**The input:**
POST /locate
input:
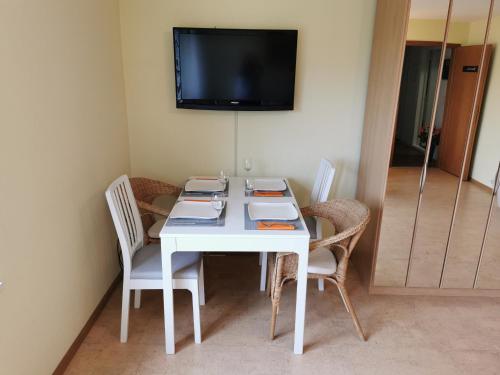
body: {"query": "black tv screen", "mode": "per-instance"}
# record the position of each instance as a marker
(234, 69)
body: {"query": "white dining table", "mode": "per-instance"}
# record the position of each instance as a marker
(234, 237)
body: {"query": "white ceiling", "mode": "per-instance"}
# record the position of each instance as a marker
(463, 10)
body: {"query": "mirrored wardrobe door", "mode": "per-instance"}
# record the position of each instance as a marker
(446, 151)
(487, 159)
(419, 80)
(488, 270)
(475, 191)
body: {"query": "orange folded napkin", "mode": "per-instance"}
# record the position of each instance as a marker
(267, 193)
(274, 225)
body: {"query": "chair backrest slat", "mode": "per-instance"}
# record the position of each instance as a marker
(126, 217)
(323, 182)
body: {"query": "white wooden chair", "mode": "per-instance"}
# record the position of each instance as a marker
(142, 264)
(320, 192)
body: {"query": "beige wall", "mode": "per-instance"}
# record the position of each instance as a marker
(63, 139)
(487, 150)
(332, 69)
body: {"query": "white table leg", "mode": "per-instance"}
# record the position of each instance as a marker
(263, 271)
(168, 295)
(300, 308)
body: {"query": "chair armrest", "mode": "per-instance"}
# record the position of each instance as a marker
(306, 211)
(334, 240)
(152, 208)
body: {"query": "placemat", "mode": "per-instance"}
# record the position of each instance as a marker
(178, 222)
(252, 225)
(286, 193)
(185, 193)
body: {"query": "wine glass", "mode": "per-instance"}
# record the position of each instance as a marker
(247, 164)
(249, 185)
(217, 203)
(223, 177)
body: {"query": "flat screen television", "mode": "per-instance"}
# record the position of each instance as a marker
(235, 69)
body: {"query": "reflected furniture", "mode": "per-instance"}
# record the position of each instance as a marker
(329, 257)
(142, 263)
(234, 237)
(435, 227)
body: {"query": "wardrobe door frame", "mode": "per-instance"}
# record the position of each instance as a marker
(389, 41)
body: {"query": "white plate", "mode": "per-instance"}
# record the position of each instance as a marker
(210, 186)
(193, 210)
(272, 211)
(269, 184)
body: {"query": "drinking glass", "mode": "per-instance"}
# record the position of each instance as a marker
(247, 164)
(218, 204)
(223, 176)
(249, 184)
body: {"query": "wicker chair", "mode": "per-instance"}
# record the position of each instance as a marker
(145, 191)
(329, 257)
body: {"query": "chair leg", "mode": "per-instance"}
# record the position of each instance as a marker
(125, 311)
(263, 272)
(274, 316)
(270, 267)
(196, 313)
(350, 310)
(201, 285)
(137, 299)
(321, 285)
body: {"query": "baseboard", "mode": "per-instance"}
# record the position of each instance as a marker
(63, 364)
(434, 292)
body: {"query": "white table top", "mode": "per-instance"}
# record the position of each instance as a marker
(235, 219)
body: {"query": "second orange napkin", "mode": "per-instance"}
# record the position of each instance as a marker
(268, 194)
(273, 225)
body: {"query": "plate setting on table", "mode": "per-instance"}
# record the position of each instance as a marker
(271, 216)
(205, 186)
(198, 212)
(267, 187)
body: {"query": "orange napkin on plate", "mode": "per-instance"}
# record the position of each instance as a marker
(268, 194)
(274, 225)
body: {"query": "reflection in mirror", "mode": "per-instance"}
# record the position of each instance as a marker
(486, 161)
(454, 133)
(419, 79)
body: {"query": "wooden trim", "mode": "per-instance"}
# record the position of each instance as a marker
(429, 43)
(66, 359)
(444, 292)
(389, 38)
(482, 186)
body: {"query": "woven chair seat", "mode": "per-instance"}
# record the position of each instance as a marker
(322, 262)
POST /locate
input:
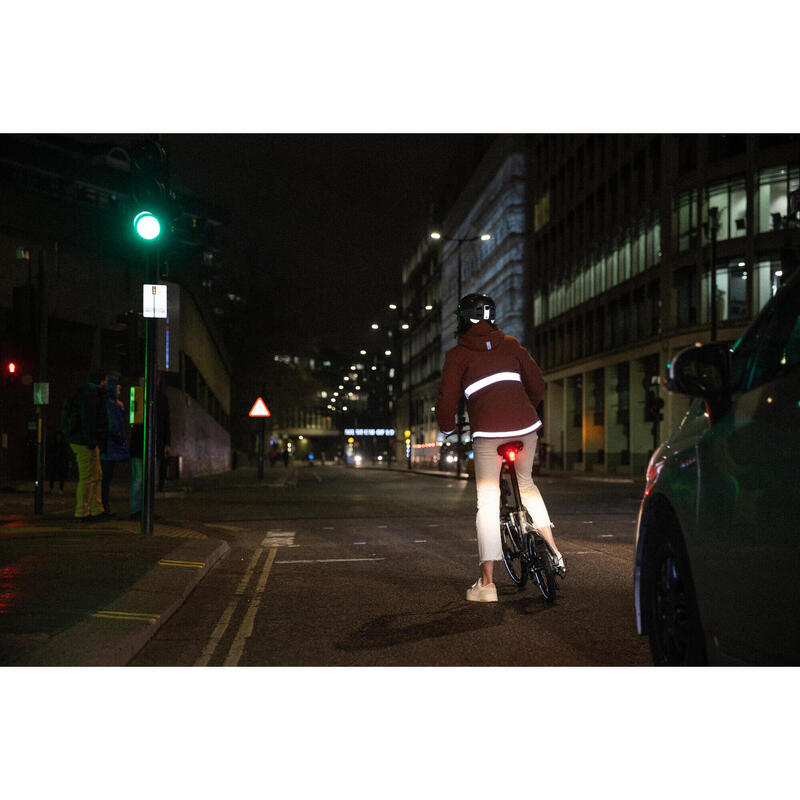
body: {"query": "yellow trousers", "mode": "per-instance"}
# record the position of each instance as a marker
(88, 500)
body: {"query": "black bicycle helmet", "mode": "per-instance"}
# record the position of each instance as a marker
(476, 308)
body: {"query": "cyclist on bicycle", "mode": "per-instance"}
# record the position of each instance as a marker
(502, 385)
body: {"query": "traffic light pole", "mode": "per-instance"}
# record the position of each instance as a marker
(149, 454)
(41, 416)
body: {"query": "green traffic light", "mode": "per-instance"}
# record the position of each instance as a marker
(147, 225)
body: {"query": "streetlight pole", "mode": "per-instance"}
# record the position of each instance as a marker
(712, 221)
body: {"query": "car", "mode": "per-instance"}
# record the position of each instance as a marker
(717, 548)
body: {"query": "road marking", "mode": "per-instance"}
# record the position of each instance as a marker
(327, 560)
(246, 628)
(168, 562)
(225, 619)
(130, 615)
(223, 527)
(278, 539)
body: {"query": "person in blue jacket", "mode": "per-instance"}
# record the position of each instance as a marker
(117, 448)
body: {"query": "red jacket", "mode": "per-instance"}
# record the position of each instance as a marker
(502, 383)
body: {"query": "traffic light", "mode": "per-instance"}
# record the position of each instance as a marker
(149, 188)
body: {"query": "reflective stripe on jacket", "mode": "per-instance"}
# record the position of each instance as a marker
(501, 382)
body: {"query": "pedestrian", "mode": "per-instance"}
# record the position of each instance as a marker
(116, 448)
(85, 425)
(58, 455)
(163, 431)
(502, 385)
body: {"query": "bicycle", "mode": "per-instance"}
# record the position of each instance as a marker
(526, 552)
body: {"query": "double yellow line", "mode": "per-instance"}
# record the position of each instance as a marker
(130, 615)
(135, 616)
(246, 626)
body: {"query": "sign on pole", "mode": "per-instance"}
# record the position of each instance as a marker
(259, 409)
(41, 394)
(154, 300)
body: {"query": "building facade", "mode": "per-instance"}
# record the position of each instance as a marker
(71, 297)
(621, 233)
(600, 262)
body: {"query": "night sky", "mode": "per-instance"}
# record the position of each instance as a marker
(322, 223)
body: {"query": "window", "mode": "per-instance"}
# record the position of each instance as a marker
(685, 296)
(538, 317)
(612, 268)
(686, 213)
(625, 319)
(687, 152)
(652, 244)
(774, 186)
(730, 200)
(768, 278)
(625, 259)
(639, 313)
(597, 396)
(654, 296)
(731, 292)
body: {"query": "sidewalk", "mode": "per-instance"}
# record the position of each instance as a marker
(89, 594)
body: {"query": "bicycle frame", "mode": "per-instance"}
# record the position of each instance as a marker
(530, 547)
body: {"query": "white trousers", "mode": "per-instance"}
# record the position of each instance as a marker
(487, 484)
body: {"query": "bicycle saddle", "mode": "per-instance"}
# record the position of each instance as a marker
(504, 448)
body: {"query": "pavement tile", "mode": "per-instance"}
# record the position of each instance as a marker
(79, 595)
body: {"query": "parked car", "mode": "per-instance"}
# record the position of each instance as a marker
(717, 558)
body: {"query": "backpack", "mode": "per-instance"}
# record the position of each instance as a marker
(71, 416)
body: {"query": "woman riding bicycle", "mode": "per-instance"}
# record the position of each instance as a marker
(502, 385)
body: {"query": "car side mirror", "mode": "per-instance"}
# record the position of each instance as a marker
(703, 371)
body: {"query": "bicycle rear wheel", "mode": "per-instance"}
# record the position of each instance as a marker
(543, 571)
(514, 556)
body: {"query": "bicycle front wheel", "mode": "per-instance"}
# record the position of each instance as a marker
(544, 573)
(514, 556)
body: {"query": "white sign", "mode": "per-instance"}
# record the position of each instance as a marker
(154, 300)
(41, 394)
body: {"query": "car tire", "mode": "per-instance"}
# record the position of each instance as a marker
(669, 604)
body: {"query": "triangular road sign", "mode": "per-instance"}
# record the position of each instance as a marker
(259, 409)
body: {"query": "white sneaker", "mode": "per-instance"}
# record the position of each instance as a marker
(479, 593)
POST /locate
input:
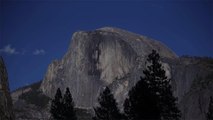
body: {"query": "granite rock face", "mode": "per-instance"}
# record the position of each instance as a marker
(116, 58)
(6, 110)
(100, 58)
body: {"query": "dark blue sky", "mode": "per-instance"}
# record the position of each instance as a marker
(33, 33)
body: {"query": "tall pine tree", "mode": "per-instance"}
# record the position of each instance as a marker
(57, 106)
(141, 104)
(108, 109)
(159, 84)
(62, 108)
(159, 94)
(68, 106)
(210, 110)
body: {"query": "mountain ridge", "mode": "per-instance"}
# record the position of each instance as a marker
(116, 58)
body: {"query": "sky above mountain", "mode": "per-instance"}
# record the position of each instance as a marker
(33, 33)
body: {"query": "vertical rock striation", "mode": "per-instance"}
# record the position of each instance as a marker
(116, 58)
(99, 58)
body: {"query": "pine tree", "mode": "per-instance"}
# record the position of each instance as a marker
(141, 104)
(155, 92)
(108, 109)
(68, 106)
(159, 84)
(210, 110)
(57, 106)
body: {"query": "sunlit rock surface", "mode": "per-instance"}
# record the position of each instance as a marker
(99, 58)
(116, 58)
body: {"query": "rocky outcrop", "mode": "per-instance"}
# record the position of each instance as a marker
(6, 110)
(99, 58)
(116, 58)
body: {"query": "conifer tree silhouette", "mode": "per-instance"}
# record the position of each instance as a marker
(210, 110)
(68, 106)
(108, 109)
(62, 108)
(57, 106)
(155, 91)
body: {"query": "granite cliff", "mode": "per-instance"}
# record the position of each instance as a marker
(116, 58)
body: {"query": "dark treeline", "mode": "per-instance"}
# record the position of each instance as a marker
(150, 99)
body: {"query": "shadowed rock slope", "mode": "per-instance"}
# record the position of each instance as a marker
(116, 58)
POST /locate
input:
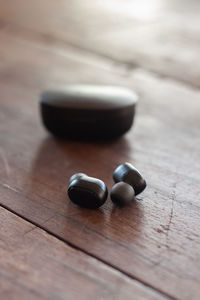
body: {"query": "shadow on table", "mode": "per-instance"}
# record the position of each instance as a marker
(56, 160)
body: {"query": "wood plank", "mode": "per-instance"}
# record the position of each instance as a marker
(156, 240)
(161, 36)
(35, 265)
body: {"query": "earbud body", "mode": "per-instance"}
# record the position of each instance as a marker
(86, 191)
(122, 194)
(128, 173)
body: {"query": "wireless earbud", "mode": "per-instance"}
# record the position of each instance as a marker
(87, 191)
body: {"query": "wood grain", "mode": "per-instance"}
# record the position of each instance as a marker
(161, 36)
(156, 240)
(35, 265)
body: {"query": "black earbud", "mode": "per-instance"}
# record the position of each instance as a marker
(122, 193)
(129, 182)
(128, 173)
(87, 191)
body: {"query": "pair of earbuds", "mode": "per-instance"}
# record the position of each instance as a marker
(91, 192)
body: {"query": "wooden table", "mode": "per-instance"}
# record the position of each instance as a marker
(52, 249)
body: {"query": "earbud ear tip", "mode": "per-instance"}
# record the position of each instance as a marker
(122, 194)
(76, 176)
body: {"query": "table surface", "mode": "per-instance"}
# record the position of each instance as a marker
(52, 249)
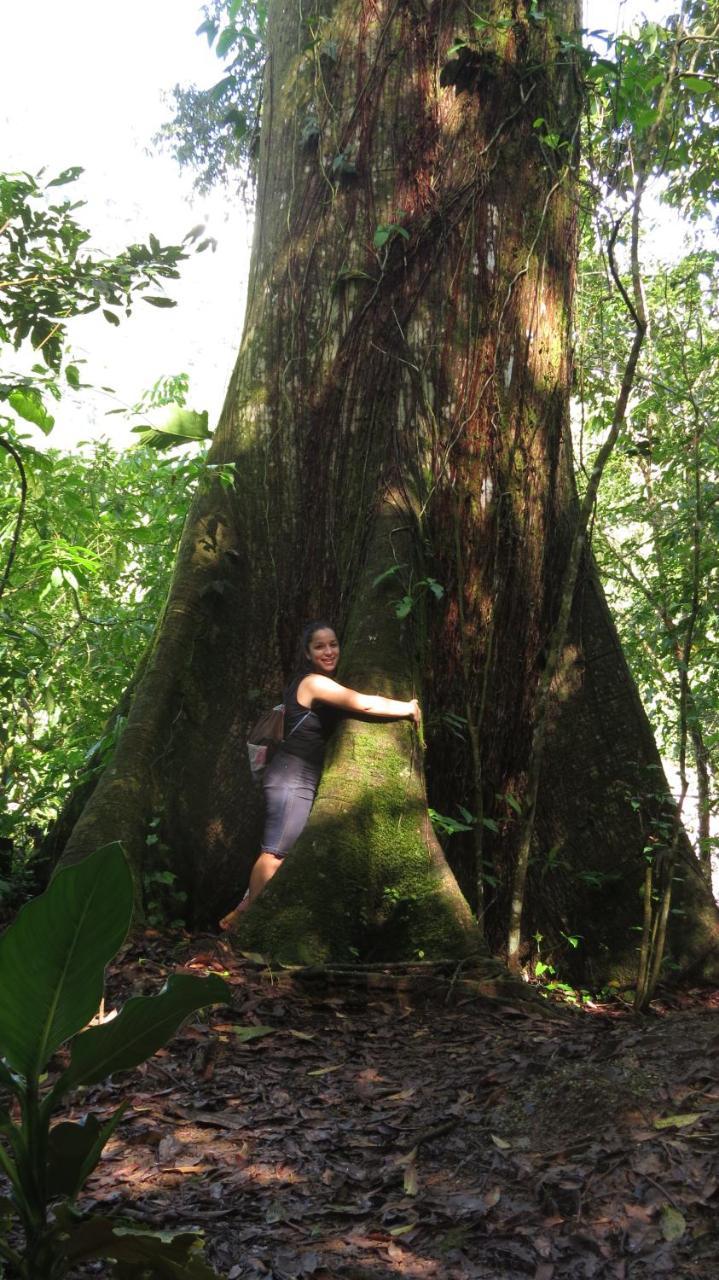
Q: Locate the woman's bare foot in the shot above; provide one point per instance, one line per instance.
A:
(230, 919)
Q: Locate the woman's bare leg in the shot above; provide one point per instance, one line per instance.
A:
(264, 869)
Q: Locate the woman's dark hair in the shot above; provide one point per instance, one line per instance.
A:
(303, 663)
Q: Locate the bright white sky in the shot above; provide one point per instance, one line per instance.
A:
(82, 83)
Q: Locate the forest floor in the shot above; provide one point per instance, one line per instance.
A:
(421, 1130)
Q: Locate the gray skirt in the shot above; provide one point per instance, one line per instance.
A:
(291, 786)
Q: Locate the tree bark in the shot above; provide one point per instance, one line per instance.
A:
(408, 342)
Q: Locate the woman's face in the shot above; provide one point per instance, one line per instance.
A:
(324, 650)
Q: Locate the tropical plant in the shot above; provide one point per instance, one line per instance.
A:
(51, 973)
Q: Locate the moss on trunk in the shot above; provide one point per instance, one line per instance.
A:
(367, 880)
(408, 329)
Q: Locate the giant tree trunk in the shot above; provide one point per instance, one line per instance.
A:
(407, 344)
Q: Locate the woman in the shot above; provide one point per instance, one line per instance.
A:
(314, 704)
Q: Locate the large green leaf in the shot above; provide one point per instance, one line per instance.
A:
(73, 1151)
(173, 425)
(141, 1028)
(165, 1255)
(27, 402)
(53, 956)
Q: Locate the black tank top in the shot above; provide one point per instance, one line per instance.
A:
(306, 732)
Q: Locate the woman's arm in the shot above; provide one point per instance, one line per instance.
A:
(325, 690)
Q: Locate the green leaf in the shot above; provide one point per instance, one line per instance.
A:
(71, 174)
(247, 1033)
(141, 1028)
(678, 1121)
(8, 1080)
(47, 992)
(159, 301)
(163, 1255)
(385, 574)
(73, 1151)
(697, 83)
(177, 425)
(27, 403)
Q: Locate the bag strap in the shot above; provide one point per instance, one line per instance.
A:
(298, 723)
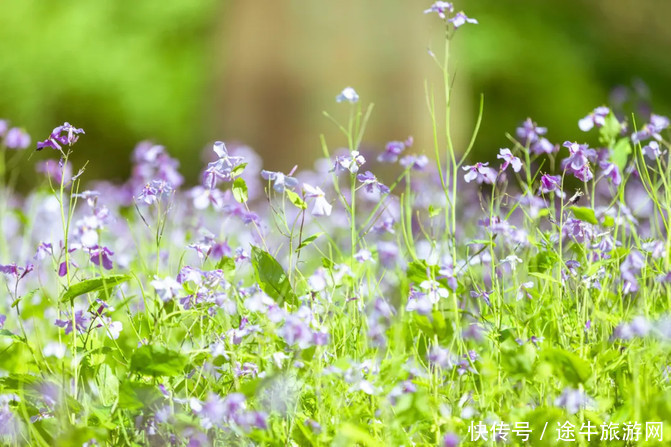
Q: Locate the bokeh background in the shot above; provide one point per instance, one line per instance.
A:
(185, 73)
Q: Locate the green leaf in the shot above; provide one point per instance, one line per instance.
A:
(585, 214)
(610, 130)
(574, 369)
(543, 261)
(227, 264)
(136, 395)
(156, 361)
(620, 152)
(93, 285)
(240, 190)
(296, 199)
(308, 240)
(271, 277)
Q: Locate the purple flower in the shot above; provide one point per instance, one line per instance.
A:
(348, 94)
(509, 160)
(543, 146)
(393, 150)
(578, 161)
(578, 230)
(65, 135)
(14, 270)
(461, 19)
(440, 8)
(221, 169)
(280, 180)
(81, 321)
(611, 171)
(152, 192)
(371, 183)
(17, 139)
(651, 150)
(480, 173)
(103, 254)
(417, 162)
(350, 162)
(550, 183)
(596, 118)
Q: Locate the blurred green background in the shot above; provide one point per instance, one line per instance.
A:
(185, 73)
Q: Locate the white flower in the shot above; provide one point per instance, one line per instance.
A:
(321, 206)
(348, 94)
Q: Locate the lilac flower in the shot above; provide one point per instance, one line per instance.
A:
(578, 161)
(321, 206)
(651, 150)
(166, 288)
(480, 173)
(482, 294)
(393, 150)
(103, 254)
(17, 139)
(434, 290)
(152, 192)
(596, 118)
(371, 183)
(441, 8)
(550, 183)
(350, 162)
(461, 19)
(363, 255)
(543, 146)
(446, 271)
(348, 94)
(523, 290)
(612, 172)
(221, 169)
(280, 180)
(578, 230)
(405, 387)
(16, 271)
(509, 160)
(65, 135)
(530, 132)
(417, 162)
(81, 321)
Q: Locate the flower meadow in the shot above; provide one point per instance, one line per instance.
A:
(456, 302)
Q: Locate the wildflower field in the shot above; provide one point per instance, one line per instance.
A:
(521, 301)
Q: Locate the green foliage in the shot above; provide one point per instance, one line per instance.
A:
(271, 277)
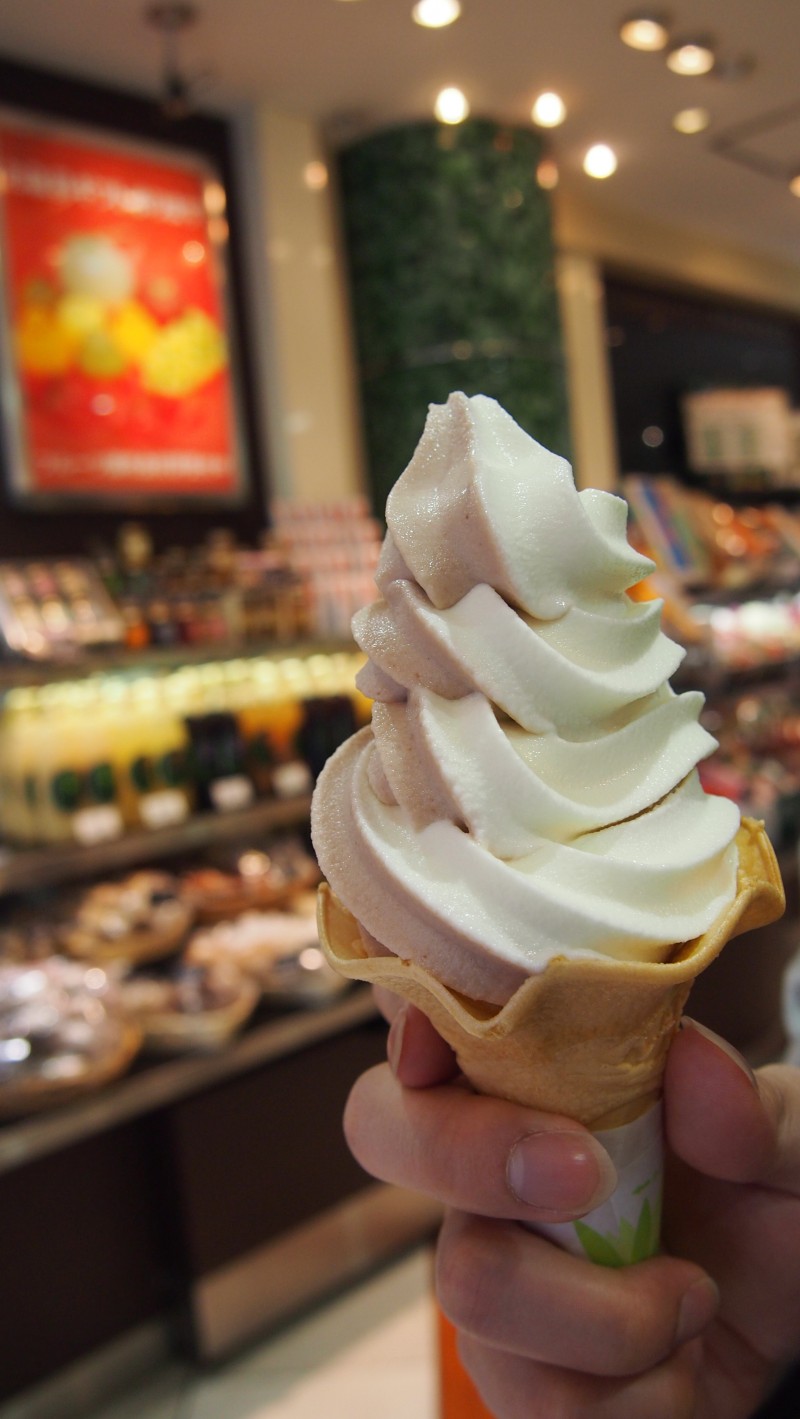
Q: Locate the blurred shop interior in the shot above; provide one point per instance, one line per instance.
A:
(243, 246)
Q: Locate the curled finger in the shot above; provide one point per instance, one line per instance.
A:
(474, 1152)
(525, 1296)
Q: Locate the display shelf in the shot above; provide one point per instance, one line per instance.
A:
(158, 1084)
(30, 673)
(29, 869)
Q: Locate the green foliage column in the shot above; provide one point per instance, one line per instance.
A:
(451, 275)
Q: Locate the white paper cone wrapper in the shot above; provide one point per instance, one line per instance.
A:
(627, 1226)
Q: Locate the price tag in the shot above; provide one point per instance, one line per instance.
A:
(163, 809)
(230, 793)
(291, 779)
(95, 825)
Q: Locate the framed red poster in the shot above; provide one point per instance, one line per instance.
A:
(118, 375)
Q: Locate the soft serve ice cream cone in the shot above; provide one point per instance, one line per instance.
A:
(521, 843)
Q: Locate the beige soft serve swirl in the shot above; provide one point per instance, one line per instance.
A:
(529, 785)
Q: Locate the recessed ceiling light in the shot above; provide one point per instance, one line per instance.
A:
(691, 57)
(600, 161)
(434, 14)
(691, 121)
(644, 31)
(451, 107)
(549, 111)
(315, 175)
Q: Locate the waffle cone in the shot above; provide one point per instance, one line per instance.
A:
(585, 1037)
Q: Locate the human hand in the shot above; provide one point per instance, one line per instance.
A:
(701, 1333)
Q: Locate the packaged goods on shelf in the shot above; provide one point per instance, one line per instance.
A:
(88, 761)
(758, 762)
(705, 541)
(336, 547)
(56, 609)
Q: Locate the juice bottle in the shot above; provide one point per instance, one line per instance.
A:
(20, 745)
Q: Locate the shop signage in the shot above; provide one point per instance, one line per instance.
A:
(118, 368)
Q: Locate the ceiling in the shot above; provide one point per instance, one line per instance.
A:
(363, 64)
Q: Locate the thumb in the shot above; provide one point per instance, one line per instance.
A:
(726, 1121)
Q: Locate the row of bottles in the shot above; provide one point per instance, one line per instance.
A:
(87, 761)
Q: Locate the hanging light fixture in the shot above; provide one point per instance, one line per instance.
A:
(644, 30)
(436, 14)
(178, 88)
(600, 161)
(451, 105)
(691, 121)
(549, 109)
(691, 57)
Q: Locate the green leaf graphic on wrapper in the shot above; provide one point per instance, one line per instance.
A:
(629, 1245)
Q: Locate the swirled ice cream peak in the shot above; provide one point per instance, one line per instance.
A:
(528, 786)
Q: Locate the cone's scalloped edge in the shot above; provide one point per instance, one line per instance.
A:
(585, 1037)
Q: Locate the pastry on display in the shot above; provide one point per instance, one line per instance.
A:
(197, 1006)
(519, 842)
(248, 879)
(142, 917)
(280, 950)
(63, 1033)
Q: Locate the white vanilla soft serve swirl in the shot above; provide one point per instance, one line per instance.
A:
(528, 786)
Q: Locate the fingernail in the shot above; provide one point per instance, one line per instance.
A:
(721, 1045)
(560, 1172)
(698, 1307)
(395, 1039)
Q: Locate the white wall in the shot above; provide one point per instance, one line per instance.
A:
(300, 312)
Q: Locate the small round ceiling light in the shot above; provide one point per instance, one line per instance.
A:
(691, 121)
(644, 31)
(691, 57)
(549, 109)
(600, 161)
(451, 105)
(436, 14)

**Problem to solve:** In the entries above, find the line containing "Q: Locate the waffle". Set down that line and every line after it through the last one, exactly and alone.

**Task answer:**
Q: Locate the waffle cone in the shot above; provide one point per instance, one line per instance.
A:
(585, 1037)
Q: Locate the human hand in the shot above; provide one point per instance, one line per instance.
A:
(701, 1333)
Q: Locate the packaged goods on shelf in the shot above; provide one point per instance, one line per instance.
A:
(88, 761)
(758, 762)
(705, 541)
(336, 547)
(56, 609)
Q: Locate the juice bottle in the shot above; provide one point per instance, one line per instance.
A:
(20, 745)
Q: Locate the shop signage in the shot above; provide one point per instance, one line per instance.
A:
(118, 368)
Q: Locate the ceiling in the shot above; provide one point per instance, one line per instance.
A:
(363, 64)
Q: Locate the thumb in the shot above; provide one point per instance, one line per instance.
A:
(726, 1121)
Q: Locate the row of bottles in the shot above; provide one point per instance, one line per instance.
A:
(87, 761)
Q: Locate the hanging light fixture in the shot above; provide one point per instance, one line per instance.
A:
(644, 30)
(436, 14)
(178, 88)
(600, 161)
(451, 105)
(691, 121)
(549, 109)
(691, 57)
Q: Locate the green leaf graphic on wrapper in the shot above; provide one point per instance, one line per instance.
A:
(629, 1245)
Q: Locate the swirled ice cream peak in the shot above; provide one point per instance, one line per instance.
A:
(528, 786)
Q: Locate the cone's scalloped edge in the shot above; provide one point per instance, one line per instance.
A:
(585, 1037)
Q: Locate the pastry on display in the shot above; provide one point per instance, one line per instance.
A:
(197, 1006)
(519, 842)
(248, 879)
(142, 917)
(280, 950)
(63, 1033)
Q: Locate the white vanilla soft serve swirl in the shot above; provide one point per instance, one line per instance.
A:
(528, 786)
Q: Locate the fingernail in the shot above; provide one point per instance, one line per instance.
A:
(721, 1045)
(560, 1172)
(698, 1307)
(395, 1039)
Q: Locate the white wall in the shot above; provide one point per instance, one line per instance.
A:
(300, 312)
Q: Locate the small round ceiling light in the shot above; provide one point per instance, one line per instance.
A:
(691, 121)
(644, 31)
(691, 57)
(549, 109)
(600, 161)
(451, 105)
(436, 14)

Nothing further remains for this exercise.